### Exercise goal:
Could you print, word for word, the lines in the records below, starting at the line containing "of the crenellated" and ending at the line containing "pixel 649 254", with both of those lines included?
################
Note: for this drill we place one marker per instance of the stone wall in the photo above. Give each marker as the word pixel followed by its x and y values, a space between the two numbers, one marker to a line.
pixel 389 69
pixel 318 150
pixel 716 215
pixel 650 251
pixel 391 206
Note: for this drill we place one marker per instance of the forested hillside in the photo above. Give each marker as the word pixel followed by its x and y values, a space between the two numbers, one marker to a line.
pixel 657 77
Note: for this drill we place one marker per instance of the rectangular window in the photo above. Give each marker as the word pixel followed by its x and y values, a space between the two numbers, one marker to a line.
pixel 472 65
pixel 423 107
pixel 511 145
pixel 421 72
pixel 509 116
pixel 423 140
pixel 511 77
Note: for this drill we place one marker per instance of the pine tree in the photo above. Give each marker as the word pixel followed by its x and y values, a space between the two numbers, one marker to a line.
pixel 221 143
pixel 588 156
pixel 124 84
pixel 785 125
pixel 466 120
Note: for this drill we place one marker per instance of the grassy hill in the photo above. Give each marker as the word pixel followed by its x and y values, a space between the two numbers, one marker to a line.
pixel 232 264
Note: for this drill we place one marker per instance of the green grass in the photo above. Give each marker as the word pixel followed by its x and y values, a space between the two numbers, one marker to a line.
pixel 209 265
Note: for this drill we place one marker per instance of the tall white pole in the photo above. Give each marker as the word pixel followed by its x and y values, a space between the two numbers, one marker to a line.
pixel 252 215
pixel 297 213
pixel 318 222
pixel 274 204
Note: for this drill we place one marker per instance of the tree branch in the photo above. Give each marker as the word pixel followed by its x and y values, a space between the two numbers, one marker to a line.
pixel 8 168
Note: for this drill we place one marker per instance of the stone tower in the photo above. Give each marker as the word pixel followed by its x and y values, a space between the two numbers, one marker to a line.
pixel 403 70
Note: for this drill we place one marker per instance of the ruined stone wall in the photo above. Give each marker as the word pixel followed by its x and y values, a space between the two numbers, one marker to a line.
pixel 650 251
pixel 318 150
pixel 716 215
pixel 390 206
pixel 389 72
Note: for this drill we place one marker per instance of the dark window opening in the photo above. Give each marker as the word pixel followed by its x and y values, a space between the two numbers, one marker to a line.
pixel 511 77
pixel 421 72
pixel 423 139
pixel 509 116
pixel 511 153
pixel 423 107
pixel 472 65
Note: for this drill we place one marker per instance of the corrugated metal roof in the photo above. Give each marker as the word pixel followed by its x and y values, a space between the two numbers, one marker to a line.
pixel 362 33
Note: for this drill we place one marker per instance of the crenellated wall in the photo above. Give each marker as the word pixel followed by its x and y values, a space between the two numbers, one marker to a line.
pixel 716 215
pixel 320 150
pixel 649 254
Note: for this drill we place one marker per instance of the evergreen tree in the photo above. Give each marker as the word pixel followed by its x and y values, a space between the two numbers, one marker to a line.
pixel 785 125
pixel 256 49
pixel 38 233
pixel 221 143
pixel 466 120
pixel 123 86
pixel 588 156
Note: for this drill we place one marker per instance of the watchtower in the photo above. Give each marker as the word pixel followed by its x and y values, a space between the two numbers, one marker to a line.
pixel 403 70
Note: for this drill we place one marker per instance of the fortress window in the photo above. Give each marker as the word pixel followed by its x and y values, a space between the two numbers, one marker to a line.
################
### Response below:
Note: for this drill we place one marker per instance of the crenellated wall in the photo above. Give each marker as the word pixel followed by its x and y values, a space between the two numbers, one marker to a line.
pixel 716 215
pixel 320 150
pixel 649 254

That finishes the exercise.